═════ Provided data ═════

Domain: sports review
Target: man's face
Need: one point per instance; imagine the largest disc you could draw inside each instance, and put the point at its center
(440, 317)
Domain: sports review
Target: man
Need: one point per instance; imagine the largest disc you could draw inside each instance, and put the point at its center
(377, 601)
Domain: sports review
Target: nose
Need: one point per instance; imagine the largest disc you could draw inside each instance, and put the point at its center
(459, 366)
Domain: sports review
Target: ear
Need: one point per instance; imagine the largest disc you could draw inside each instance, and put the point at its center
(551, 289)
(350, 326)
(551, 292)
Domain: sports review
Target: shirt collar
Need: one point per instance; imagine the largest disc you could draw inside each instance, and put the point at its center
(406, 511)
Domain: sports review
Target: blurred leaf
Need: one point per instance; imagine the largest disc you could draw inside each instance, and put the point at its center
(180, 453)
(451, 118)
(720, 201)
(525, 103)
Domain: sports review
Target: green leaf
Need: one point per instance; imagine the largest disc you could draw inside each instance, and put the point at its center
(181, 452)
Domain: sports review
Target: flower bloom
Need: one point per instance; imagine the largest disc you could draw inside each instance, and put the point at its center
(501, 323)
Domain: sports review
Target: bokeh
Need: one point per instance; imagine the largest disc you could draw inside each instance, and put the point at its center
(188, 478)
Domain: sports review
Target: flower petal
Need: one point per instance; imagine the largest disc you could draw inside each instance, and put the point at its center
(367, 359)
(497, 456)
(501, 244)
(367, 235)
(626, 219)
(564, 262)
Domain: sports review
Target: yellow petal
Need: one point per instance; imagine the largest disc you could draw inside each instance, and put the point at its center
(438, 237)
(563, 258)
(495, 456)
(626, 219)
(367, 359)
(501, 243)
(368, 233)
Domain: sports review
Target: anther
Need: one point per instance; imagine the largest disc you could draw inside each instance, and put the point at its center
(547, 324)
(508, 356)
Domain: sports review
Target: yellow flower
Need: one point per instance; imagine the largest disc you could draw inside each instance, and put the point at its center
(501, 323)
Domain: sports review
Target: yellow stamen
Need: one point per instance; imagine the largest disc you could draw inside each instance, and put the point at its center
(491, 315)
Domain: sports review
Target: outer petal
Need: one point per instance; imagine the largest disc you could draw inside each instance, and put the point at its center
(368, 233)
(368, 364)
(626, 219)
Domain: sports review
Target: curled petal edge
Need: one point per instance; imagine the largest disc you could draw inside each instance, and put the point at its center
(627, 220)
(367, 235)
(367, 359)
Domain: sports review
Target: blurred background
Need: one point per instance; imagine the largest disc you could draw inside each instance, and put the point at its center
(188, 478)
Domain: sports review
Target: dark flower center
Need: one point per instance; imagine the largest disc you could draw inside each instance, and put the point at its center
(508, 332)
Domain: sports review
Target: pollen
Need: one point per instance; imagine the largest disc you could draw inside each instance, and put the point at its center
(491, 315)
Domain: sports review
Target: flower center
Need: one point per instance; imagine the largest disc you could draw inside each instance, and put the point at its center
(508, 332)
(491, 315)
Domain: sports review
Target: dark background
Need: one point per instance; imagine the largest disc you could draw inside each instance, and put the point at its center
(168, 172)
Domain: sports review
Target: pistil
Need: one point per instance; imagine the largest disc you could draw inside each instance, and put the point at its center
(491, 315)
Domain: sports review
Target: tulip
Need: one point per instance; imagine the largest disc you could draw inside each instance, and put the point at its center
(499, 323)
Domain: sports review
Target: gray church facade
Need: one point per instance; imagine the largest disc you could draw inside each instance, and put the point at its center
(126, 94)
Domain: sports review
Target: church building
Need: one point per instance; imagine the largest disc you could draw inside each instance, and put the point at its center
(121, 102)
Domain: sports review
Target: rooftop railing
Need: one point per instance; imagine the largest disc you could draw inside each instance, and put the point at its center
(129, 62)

═════

Every entry should be printed again exactly as written.

Domain: sports review
Target: man's face
Need: one point per instance; imagine the largest disc you could draw inside each instance, and put the point at its center
(440, 317)
Domain: sports review
Target: man
Need: one point per instance; imagine the largest disc you could draw inside each instance, and put the point at its center
(377, 601)
Domain: sports review
Target: nose
Need: one point per instance; imagine the largest disc you could draw inside each instance, and put the point at its center
(459, 366)
Domain: sports review
Target: ear
Need: one point per instance; imagine the largest disc you could draw inside each instance, and put the point at its center
(551, 289)
(350, 326)
(551, 292)
Domain: sports review
Target: shirt collar
Need: one point per instance; imagine the largest disc you could draw inside each instance, and put the point at its center
(406, 511)
Domain: sports review
Target: blurred leaf
Need: one point per instance; imagine the largest disc you could draw inside each instance, and put the point at its center
(180, 453)
(451, 118)
(720, 201)
(525, 103)
Domain: sports review
Target: green leaf
Need: one point per instance; imagine the largest disc you could draw inside each instance, and put the point at its center
(181, 452)
Domain: sports review
Target: flower bloom
Need: one point per instance; imagine the largest disc you could draw inside each instance, and put the point at its center
(501, 323)
Domain: sports review
Target: bokeh
Need: one point per instance; imagine the largest disc you could draw inside each instance, and put the point at its center
(188, 478)
Domain: sports review
Target: flower petal
Need: one point per instance; imagine the largest disc you could draw inside each instance, and put the point at its center
(367, 359)
(497, 456)
(501, 244)
(367, 235)
(626, 219)
(564, 262)
Domain: sports review
Target: yellow petal
Need: one point per instance; imagine the largest disc you could draw inside each instance, and put the point at its center
(438, 237)
(563, 258)
(495, 456)
(626, 219)
(367, 359)
(501, 243)
(368, 233)
Domain: sports review
Target: anther
Need: one point per instance; imagine the largest disc you could draw inside each instance, and put the point at its center
(547, 324)
(508, 356)
Domain: sports review
Target: yellow flower
Need: one point per instance; imagine the largest disc you could draw inside each instance, and put the point at its center
(501, 323)
Domain: sports review
Target: yellow stamen
Need: one point per instance; imagine the largest disc you could draw inside each instance, and put the point at its center
(491, 315)
Domain: sports review
Target: outer petal
Need: one point per instance; imagine the largest disc you could draw inside each instance, and put the point at its center
(368, 233)
(368, 364)
(626, 219)
Domain: sports review
Target: curled petal edge
Need: one point per instance; imagine the largest disc you could draw inside each instance, and put the point at its center
(627, 220)
(367, 235)
(367, 359)
Domain: sports review
Target: blurred background
Need: one point per instance; imagine the largest disc you could draw inside each instance, and put the point at its center
(188, 478)
Domain: sports review
Target: dark flower center
Need: one point per instance; imagine the largest disc you could draw inside each instance, and put the point at its center
(508, 332)
Domain: sports review
Target: pollen
Need: one point per instance; imagine the largest disc you could draw inside each instance, and put the point at its center
(491, 315)
Domain: sports review
Target: flower center
Need: one point per instance; imagine the largest disc you could draw inside each instance, and put the point at its center
(508, 332)
(491, 315)
Domain: sports review
Target: dark background
Need: one point per instance; imagine the largest disc you could draw inside each instance, and put the point at its center
(168, 172)
Domain: sports review
Target: pistil
Need: one point per instance; imagine the largest disc you could draw inside each instance, and put the point at its center
(491, 315)
Domain: sports review
Target: tulip
Need: one point per instance; imagine the largest disc you could draw inside each instance, and put the point at its center
(499, 323)
Domain: sports review
Target: gray church facade
Need: one point per instance; imagine the largest disc you could draw inside each instance, and put the point at its center
(126, 94)
Domain: sports review
Target: church building
Need: one point per instance; imagine the largest disc you could draw inside each instance, and put the point at its center
(121, 102)
Domain: sports review
Target: rooftop railing
Need: one point per instance; imagine the largest disc you could draw inside each instance, and put the point at its center
(129, 62)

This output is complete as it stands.